Everything from the line containing "Target: bare tree" down to the last line of the entries below must be transcribed exactly, and nothing else.

··· Information shown ···

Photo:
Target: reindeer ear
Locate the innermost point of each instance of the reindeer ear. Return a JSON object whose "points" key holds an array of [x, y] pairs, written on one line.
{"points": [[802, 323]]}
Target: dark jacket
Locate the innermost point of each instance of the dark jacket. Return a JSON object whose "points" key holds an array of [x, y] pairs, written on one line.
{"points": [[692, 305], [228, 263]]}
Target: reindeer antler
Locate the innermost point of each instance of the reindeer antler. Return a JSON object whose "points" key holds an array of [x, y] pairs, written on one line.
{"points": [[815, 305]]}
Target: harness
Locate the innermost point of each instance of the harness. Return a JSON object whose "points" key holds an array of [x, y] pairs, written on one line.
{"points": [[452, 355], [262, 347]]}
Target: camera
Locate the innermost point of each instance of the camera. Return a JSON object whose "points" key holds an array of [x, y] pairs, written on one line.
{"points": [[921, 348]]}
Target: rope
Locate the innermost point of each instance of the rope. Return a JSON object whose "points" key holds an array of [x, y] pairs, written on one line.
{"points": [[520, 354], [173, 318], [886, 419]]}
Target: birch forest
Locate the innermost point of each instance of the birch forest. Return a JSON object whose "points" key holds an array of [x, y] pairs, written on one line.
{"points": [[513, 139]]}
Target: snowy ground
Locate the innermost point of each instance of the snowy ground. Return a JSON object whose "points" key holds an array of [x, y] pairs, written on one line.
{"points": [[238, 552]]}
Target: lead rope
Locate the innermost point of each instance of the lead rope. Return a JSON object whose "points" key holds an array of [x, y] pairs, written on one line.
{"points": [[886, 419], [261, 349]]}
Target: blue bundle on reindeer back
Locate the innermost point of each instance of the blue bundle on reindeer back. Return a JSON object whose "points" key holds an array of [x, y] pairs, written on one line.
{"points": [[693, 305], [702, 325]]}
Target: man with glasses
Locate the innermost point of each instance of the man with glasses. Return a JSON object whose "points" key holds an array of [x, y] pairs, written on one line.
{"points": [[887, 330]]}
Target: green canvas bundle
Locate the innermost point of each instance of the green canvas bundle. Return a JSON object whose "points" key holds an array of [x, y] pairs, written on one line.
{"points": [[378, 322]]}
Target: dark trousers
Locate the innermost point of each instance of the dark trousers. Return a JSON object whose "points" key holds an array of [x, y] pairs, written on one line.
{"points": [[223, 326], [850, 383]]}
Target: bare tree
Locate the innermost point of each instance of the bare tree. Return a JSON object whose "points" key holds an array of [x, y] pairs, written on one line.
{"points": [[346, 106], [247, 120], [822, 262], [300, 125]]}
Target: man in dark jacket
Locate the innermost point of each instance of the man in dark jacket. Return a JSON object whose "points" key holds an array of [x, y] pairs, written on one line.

···

Result of this task
Target: bare tree
Locate the innermost point of each instance of the bare tree. Return a JSON object whose "points" key holds an array of [x, y] pairs, written on one line.
{"points": [[346, 106], [247, 120], [822, 262], [300, 125]]}
Target: man in dark jacket
Locate the innermost point of each instance of the man in dark jacket. Return a JSON object whose "points" key holds an array of [x, y] pairs, written on one line.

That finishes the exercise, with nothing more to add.